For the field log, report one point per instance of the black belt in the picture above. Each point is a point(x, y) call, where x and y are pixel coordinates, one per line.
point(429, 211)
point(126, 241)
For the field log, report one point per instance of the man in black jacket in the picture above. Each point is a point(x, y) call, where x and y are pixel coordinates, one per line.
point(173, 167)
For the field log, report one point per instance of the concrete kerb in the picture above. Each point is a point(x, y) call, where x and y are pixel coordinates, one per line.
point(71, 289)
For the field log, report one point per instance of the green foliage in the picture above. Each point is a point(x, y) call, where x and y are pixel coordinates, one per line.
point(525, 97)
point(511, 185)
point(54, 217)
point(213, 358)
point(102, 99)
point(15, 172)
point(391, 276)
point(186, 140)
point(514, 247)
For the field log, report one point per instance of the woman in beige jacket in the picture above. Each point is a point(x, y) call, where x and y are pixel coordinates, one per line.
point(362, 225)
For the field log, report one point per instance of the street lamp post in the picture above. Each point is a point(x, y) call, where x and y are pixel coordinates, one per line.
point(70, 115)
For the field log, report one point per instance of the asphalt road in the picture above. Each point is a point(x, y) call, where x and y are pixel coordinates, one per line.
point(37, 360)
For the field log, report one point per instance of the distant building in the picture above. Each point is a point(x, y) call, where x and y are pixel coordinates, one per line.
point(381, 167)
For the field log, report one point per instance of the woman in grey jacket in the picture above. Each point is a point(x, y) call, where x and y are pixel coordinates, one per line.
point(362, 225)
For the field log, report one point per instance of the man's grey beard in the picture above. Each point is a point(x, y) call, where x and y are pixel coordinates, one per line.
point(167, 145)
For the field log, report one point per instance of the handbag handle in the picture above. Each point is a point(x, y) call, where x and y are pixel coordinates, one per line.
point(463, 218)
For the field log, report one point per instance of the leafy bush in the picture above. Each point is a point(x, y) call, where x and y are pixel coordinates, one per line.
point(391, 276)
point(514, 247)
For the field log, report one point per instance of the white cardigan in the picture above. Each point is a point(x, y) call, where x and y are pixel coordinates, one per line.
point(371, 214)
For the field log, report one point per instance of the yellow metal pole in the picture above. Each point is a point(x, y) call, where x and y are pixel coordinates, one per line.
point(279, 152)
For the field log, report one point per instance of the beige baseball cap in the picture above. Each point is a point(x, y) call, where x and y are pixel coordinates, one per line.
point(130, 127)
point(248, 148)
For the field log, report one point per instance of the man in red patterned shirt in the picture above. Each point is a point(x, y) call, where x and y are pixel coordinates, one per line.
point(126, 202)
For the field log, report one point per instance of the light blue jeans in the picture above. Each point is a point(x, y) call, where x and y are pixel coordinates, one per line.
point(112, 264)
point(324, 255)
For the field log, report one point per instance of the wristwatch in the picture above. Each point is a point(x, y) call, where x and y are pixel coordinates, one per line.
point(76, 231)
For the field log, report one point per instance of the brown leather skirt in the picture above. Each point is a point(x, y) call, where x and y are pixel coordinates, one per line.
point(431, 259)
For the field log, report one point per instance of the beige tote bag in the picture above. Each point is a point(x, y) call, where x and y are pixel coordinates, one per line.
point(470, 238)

#####

Go through the data and copy each line exactly as it reads.

For the field log, report one point per instance of the black belt in the picture above. Each point is a point(x, y) call, where x and y are pixel coordinates, one per line.
point(429, 211)
point(126, 241)
For the field log, report one point per instance of the man in black jacket in the picture above. Each point is a point(x, y) call, where x and y are pixel coordinates, one per line.
point(173, 167)
For the field log, report one point per instance of the concrete kerb in the picture above. Each point is a point(x, y) call, where x and y are pixel coordinates, one per line.
point(71, 289)
For the field log, report one point per instance of the green foliage in the picture above. Each point is a point(x, y) call, where x and y are pixel coordinates, one per line.
point(525, 97)
point(511, 185)
point(54, 217)
point(213, 358)
point(102, 99)
point(15, 172)
point(391, 276)
point(186, 140)
point(514, 247)
For the field log, report one point per instance of the woman in beige jacket in the picture above. Each point is a point(x, y) call, where x and y are pixel coordinates, one per line.
point(362, 225)
For the field log, report one point per instance of the street lamp post in the picture above. Each point is a point(x, y) call, where x and y are pixel coordinates, one per line.
point(70, 115)
For the field log, report one point per instance of the asphalt road in the picture above. Each point is a point(x, y) call, where x and y are pixel coordinates, one per line.
point(37, 360)
For the field log, report one point per instance of the distant building in the picture above. Each point is a point(x, y) call, where x and y are pixel coordinates, one per line.
point(381, 167)
For the field log, report one point per instance of the woman in grey jacket in the picture above. Each point is a point(x, y) call, where x and y are pixel coordinates, one per line.
point(362, 225)
For the field log, report one point per instance of the man's grey beard in the picture above. Each point is a point(x, y) call, where x and y are pixel coordinates, one per line.
point(167, 145)
For the field log, report one point per instance of the handbag handle in the picture above. Each point is a point(x, y) call, where x and y are pixel coordinates, one per line.
point(463, 218)
For the field log, report one point per instance of the leafy bush in the picture above. Each point is a point(x, y) call, where x and y are pixel coordinates, one per line.
point(391, 276)
point(514, 247)
For the field log, report one point per instance of the white cardigan in the picture above. Each point is a point(x, y) call, where x and y are pixel coordinates, one per line.
point(371, 214)
For the field log, report one point per instance of the yellow metal pole in the picture above. Each point is a point(x, y) call, where x and y are pixel coordinates, one per line.
point(279, 152)
For the field log, report one point per instance of the beige baseball cap in the picture above. Each point is a point(x, y) call, where x and y are pixel coordinates, one per line.
point(130, 127)
point(248, 148)
For the field log, report one point per instance of the man in red patterned shirt in the picture above. Each point is a point(x, y) call, where x and y are pixel coordinates, one per line.
point(126, 202)
For the field log, report one point per instance of the light blue jeans in the picture above. Each point is a point(x, y) call, where x and y are pixel coordinates, one per line.
point(112, 264)
point(324, 255)
For the field log, report one point per instance of the wristwatch in the picture above. Each point is a point(x, y) call, where x and y are pixel coordinates, one per line.
point(76, 231)
For the field log, report one point per instance of the brown leather skirt in the picture above. Each point is a point(x, y) call, where x and y are pixel coordinates, one per line.
point(431, 259)
For the field log, report one point per instance of the beige tote bag in the picture above. Each point is a point(x, y) call, where x and y are pixel coordinates, one per line.
point(470, 238)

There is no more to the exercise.